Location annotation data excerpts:
• • • •

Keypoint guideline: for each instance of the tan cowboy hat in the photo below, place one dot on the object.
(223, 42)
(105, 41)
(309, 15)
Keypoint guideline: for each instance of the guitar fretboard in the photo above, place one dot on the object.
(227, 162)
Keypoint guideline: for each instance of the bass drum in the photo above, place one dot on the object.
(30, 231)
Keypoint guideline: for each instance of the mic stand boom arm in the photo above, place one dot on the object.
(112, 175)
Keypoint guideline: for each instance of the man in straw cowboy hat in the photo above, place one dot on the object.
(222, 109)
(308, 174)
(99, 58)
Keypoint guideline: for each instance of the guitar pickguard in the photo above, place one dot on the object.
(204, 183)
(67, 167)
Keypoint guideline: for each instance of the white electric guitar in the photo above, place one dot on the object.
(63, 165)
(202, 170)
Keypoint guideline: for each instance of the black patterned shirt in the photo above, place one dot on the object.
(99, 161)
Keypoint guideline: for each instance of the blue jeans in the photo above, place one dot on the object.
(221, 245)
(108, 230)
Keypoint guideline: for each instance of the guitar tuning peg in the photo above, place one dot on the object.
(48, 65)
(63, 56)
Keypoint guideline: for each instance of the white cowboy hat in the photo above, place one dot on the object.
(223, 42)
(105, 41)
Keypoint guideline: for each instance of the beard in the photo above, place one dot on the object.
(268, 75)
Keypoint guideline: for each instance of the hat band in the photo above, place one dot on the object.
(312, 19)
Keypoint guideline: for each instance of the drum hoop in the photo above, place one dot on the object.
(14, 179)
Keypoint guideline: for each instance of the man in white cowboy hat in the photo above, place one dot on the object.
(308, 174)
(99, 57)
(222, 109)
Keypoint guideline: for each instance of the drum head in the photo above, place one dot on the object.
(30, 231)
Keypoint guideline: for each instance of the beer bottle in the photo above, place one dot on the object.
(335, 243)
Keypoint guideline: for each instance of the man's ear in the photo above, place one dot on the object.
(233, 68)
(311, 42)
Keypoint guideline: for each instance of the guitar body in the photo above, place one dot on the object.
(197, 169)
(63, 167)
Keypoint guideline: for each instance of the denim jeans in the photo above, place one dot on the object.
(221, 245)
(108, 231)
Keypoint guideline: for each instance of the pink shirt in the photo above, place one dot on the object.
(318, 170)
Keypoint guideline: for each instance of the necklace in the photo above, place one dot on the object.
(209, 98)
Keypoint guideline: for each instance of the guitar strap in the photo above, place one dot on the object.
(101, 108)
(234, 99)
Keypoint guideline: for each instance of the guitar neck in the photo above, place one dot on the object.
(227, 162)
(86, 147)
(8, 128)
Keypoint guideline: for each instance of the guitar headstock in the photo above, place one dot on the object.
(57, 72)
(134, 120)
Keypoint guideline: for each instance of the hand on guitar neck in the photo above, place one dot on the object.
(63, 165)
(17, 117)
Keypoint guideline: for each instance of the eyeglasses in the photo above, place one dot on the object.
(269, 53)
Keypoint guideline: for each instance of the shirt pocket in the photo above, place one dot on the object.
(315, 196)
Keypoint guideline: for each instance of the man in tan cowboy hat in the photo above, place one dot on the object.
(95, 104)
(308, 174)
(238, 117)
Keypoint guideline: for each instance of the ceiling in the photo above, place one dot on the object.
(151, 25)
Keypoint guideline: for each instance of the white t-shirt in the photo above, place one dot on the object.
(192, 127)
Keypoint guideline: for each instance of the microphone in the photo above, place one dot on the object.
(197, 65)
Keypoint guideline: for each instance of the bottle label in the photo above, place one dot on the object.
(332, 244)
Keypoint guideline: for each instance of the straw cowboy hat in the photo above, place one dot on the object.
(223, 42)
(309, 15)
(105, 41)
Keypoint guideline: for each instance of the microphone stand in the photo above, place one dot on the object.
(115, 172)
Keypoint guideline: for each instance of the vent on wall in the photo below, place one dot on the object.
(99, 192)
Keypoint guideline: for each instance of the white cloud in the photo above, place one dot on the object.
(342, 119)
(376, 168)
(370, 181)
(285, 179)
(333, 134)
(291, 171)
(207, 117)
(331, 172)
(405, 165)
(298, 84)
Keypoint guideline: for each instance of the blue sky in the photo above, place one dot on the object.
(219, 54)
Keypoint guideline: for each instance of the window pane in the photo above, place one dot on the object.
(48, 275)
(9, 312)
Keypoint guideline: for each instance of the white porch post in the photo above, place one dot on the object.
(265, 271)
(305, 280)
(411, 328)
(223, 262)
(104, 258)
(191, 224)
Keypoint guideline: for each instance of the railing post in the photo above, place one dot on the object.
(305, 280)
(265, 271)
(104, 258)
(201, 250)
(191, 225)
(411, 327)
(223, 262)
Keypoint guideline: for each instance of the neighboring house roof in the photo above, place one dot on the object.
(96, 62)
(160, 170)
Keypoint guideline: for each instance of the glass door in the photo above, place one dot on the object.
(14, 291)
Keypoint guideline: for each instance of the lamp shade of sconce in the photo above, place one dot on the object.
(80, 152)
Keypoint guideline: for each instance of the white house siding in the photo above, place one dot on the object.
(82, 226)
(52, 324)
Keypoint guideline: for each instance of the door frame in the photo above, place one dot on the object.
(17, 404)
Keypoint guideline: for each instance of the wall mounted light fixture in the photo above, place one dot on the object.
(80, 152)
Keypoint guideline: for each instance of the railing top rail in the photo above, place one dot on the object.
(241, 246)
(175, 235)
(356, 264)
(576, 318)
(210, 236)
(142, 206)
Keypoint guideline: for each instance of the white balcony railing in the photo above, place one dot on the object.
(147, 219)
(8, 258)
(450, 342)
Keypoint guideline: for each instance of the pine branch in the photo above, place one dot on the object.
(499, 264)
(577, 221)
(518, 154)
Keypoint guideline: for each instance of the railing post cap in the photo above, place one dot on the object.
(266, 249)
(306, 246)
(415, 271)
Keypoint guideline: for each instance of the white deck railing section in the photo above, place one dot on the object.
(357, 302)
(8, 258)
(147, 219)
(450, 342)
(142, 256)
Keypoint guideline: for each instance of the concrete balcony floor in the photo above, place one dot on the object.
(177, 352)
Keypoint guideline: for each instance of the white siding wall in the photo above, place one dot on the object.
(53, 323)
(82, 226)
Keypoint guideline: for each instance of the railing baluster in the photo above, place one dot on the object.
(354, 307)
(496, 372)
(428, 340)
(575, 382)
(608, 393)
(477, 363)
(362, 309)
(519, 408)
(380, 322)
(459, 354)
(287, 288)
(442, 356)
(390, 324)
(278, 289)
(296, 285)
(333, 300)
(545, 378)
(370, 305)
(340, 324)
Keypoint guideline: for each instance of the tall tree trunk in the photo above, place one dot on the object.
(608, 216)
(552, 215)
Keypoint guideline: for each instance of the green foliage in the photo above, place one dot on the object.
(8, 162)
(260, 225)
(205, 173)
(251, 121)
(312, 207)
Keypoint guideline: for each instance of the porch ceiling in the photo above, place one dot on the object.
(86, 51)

• • • •

Change every "Keypoint guideline" in the data to "Point instruction" and keep everything else the same.

ANSWER TO THIS PROBLEM:
Point instruction: for each instance of the tan cowboy hat in the photo below, place one dot on the object.
(223, 42)
(105, 41)
(309, 15)
Point instruction: for each instance of the guitar fretboard in the photo above, place one dot on the object.
(227, 162)
Point instruction: for each instance of the bass drum in the photo above, place one dot on the object.
(30, 231)
Point instruction: for each instance of the mic stand boom arm in the photo above, place one dot on the object.
(112, 175)
Point instruction: for each instance of the man in straw cowboy hat in the photo above, place one dot on the object.
(222, 109)
(308, 174)
(99, 58)
Point instruction: for each instance of the guitar pickguard in the photo above, place one dot on the object.
(204, 183)
(67, 167)
Point instruction: for each instance of the white electric guitar in the photo above, place one dot on the object.
(63, 165)
(202, 170)
Point instruction: for each instance of the black patterned shirt in the photo above, place one dot on the object.
(99, 161)
Point instruction: for each instance of the blue jeans in the photo above, place one dot on the object.
(221, 245)
(108, 230)
Point instruction: for each instance of the guitar tuning peg in the photo above, place one dot on the object.
(48, 65)
(63, 56)
Point instruction: for each instance of the white cowboy hat in the photo above, place one dot on the object.
(223, 42)
(105, 41)
Point instruction: for each instance of the beard in the photo above, place one dot on the object.
(268, 75)
Point instruction: for each instance of the hat band in the photo above, place one dot on the object.
(312, 19)
Point instruction: for each instance of the drum hoop in the photo above, place one dot on the object.
(14, 179)
Point instruction: for each instance of the man in white cowboy hat in the photo above, place one dot on the object.
(308, 174)
(99, 57)
(222, 109)
Point instruction: for each instance of the drum head in the photo above, place one dot on the object.
(30, 231)
Point instruction: for each instance of the beer bottle in the photo above, place one dot on the object.
(335, 243)
Point instruction: for each instance of the man's ear in the photo above, place one dot on the object.
(233, 68)
(311, 42)
Point instruction: for each instance of the guitar body in the photo above, place one dot on the object.
(197, 169)
(63, 167)
Point instruction: for each instance of the denim jeans in the photo above, place one dot on the object.
(221, 245)
(108, 231)
Point instruction: for each instance of the pink shirt in the photo above, place one dot on the object.
(318, 170)
Point instruction: for each instance of the necklace in the photo above, place one dot on the object.
(209, 98)
Point instruction: for each instance of the guitar strap in the photo above, place one dot on the object.
(101, 108)
(234, 99)
Point instruction: for each instance of the guitar neck in the photo above, place one dot on the object.
(227, 162)
(86, 147)
(8, 128)
Point instruction: for each instance of the guitar headstock in the photo above, place one dot on the object.
(57, 72)
(134, 120)
Point instruction: for each instance of the hand on guitar neck in the photo above, place one dot on the object.
(63, 165)
(17, 117)
Point instruction: for each instance of the eyeglasses in the photo above, place one dot on the object.
(269, 53)
Point instruction: for each instance of the shirt pocket in the photo above, place one dot on the object.
(315, 196)
Point instruction: for each instance of the man in tan cowboy hat in the photo above, place one dot on the object.
(95, 104)
(308, 174)
(238, 117)
Point instruction: for each instance of the ceiling in the photo above, place one dot on the object.
(151, 25)
Point instruction: for each instance of the white t-shirt in the photo above, place one dot on the object.
(192, 127)
Point instruction: for each instance of the microphone in the photo above, place one dot on the object.
(197, 65)
Point instruction: for each instance of the bottle label in the photo above, place one dot on the object.
(332, 244)
Point instruction: for each instance of the straw cowboy hat in the photo above, place one dot on the object.
(223, 42)
(309, 15)
(105, 41)
Point instruction: for each instance of the microphone stand in the photo above, place one dot on the object.
(115, 172)
Point instruction: for each instance of the vent on wall in the photo below, place one dot on the object.
(99, 192)
Point instruction: for each instance of the white cloud in the photo above, place one dot on the object.
(342, 119)
(376, 168)
(370, 181)
(285, 179)
(333, 134)
(291, 171)
(207, 117)
(331, 172)
(405, 165)
(298, 84)
Point instruction: for each instance of the blue sky in the photo above, place one dot on the object.
(219, 54)
Point instruction: for each instance of the window pane in the photo above, place one dot on the object.
(48, 275)
(9, 312)
Point instruction: for each instance of the white porch post in the photo above, place one dot on the object.
(265, 271)
(305, 280)
(411, 328)
(223, 262)
(104, 258)
(191, 224)
Point instruction: for each instance of the railing post in the photo above, place one dot on the object.
(305, 280)
(265, 271)
(104, 258)
(201, 250)
(191, 225)
(411, 327)
(223, 262)
Point instruction: for each instance of the neighboring house roof in the photo above, place one dot on the object.
(96, 62)
(160, 170)
Point instruction: for each instance of the glass door in the photo above, place one dot on the object.
(14, 291)
Point instruction: for each instance of the lamp shade of sconce in the photo above, place one dot on the object.
(80, 152)
Point instruction: for each instance of the white house siding in the photo above, place one dot on the object.
(82, 226)
(52, 324)
Point instruction: for each instance of the door frame in the photo above, place one dot on the object.
(17, 404)
Point instruction: for each instance of the wall mounted light fixture in the photo above, place one dot on the object.
(80, 152)
Point instruction: for each instance of the railing top rail in the photo above, place one dot on the object.
(241, 246)
(175, 235)
(356, 264)
(576, 318)
(210, 236)
(142, 206)
Point instruction: for each instance of the white balcony railing in the photo above, place one dot on the object.
(147, 219)
(8, 258)
(450, 342)
Point instruction: for each instance of the pine branch in the photo above, place one dot on the object.
(499, 264)
(577, 221)
(518, 154)
Point instruction: for each instance of the railing post cap in the photo above, place one dot on the object.
(266, 249)
(306, 246)
(415, 271)
Point instruction: for each instance of the white deck railing section in the photo above, place one dot on the object.
(357, 302)
(8, 258)
(147, 219)
(450, 342)
(142, 256)
Point instruction: for each instance of the concrete balcony floor in the photo above, place one dot on the object.
(177, 352)
Point instruction: for each instance of the white siding wall in the photo above, place one dot on the object.
(53, 323)
(82, 226)
Point instruction: for each instance of the railing baluster in the photo above, place one dot on the object.
(354, 307)
(496, 372)
(428, 340)
(575, 382)
(608, 393)
(477, 363)
(362, 309)
(519, 408)
(380, 322)
(459, 354)
(287, 288)
(442, 356)
(390, 324)
(278, 289)
(296, 285)
(333, 300)
(545, 378)
(370, 305)
(340, 324)
Point instruction: for each instance of the tall tree trunk in the photo above, place one dot on the object.
(608, 216)
(552, 215)
Point instruction: for each instance of the green foliage in the photo above, place one dot on the object.
(8, 162)
(260, 225)
(205, 173)
(251, 121)
(312, 207)
Point instruction: for each instance of the porch ceiling in the photo above, place one dot on the object.
(86, 51)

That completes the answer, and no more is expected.